Your goal
Rewrite only the lines from the one containing "Spot the long" through the one containing "[(720, 272)]", requests included, and scale every coordinate in the answers by 1.45, rounding to whole numbers with halves rounded up. Leave the requests and their sample coordinates unchanged.

Provided data

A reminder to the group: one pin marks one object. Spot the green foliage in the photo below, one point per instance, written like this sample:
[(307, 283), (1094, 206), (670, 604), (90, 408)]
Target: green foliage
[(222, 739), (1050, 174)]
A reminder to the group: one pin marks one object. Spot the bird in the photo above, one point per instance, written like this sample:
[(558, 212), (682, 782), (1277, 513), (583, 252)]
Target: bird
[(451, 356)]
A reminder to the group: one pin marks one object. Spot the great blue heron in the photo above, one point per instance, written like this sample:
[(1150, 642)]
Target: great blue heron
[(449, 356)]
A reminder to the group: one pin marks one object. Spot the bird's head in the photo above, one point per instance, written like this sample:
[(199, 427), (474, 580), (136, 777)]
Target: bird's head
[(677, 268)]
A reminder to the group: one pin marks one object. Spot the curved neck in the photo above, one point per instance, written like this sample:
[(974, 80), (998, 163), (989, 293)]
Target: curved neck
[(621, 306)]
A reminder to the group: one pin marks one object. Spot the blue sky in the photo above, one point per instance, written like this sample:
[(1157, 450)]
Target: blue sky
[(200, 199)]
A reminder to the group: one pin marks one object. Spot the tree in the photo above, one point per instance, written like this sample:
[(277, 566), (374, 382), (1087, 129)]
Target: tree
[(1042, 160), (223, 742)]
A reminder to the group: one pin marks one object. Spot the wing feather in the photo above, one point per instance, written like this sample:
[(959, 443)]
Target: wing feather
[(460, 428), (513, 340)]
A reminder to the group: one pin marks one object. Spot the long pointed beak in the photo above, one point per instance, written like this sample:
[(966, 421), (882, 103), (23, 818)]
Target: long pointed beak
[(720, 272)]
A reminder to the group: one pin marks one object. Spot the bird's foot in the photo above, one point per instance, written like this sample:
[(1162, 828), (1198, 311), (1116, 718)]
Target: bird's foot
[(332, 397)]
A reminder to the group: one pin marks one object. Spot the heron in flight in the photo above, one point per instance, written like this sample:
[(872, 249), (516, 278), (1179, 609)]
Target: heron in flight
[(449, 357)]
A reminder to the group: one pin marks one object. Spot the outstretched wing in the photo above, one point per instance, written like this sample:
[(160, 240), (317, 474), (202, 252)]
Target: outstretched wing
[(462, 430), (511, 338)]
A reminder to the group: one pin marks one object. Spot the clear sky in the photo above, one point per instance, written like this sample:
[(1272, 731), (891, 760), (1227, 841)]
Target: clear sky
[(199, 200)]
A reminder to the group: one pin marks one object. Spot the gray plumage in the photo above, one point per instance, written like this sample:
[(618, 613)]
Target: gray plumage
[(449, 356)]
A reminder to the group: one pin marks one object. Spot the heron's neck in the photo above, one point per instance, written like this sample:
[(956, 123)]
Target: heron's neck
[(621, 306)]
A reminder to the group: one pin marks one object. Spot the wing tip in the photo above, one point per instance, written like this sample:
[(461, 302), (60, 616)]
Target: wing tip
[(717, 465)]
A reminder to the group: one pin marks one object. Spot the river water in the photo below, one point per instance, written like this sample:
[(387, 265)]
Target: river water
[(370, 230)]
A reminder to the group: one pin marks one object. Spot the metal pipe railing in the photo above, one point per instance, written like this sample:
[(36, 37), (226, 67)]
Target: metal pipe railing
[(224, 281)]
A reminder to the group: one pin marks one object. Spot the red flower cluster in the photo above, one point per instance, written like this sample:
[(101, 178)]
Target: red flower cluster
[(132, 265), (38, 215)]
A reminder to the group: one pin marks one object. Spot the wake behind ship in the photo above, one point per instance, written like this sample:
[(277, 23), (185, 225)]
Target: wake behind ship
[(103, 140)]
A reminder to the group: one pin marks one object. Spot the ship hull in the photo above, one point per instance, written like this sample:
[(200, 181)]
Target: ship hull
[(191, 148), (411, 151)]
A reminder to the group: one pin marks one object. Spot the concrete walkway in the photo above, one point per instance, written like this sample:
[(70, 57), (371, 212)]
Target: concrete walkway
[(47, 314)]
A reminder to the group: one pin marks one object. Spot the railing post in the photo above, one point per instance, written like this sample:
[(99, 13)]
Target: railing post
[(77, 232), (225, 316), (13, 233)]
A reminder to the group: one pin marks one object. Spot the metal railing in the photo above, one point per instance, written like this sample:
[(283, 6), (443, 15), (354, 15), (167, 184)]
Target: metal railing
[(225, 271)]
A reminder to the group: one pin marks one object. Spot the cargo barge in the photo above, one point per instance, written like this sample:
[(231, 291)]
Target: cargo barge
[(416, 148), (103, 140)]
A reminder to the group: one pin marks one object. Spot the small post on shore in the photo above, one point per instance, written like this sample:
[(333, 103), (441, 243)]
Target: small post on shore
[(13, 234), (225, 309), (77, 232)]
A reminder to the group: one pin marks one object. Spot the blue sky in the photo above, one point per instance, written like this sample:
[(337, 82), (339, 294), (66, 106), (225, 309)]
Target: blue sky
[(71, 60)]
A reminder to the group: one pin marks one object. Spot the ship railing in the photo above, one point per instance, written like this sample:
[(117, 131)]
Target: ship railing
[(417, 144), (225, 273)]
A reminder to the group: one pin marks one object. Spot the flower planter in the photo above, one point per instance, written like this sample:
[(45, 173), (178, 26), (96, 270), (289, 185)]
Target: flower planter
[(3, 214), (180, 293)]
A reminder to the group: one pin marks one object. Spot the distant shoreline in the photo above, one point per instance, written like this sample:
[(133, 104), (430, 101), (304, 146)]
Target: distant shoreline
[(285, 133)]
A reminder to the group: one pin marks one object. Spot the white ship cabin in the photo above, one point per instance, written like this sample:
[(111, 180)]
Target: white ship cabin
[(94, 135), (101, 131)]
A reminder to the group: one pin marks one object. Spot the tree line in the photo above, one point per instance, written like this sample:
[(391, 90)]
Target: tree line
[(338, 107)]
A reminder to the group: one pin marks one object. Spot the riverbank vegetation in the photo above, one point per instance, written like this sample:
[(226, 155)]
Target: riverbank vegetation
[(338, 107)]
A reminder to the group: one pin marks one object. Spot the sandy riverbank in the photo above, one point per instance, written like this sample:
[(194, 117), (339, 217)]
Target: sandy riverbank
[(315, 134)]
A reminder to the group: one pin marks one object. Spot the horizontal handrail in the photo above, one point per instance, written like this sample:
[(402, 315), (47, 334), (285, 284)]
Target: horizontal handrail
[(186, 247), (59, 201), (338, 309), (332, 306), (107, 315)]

Exercise solution
A reminder to the group: one pin marks one object. Spot the long pointed beak in the photo above, one point per instance, written like this sample:
[(966, 421), (882, 103), (23, 818)]
Target: long pointed beak
[(1044, 394)]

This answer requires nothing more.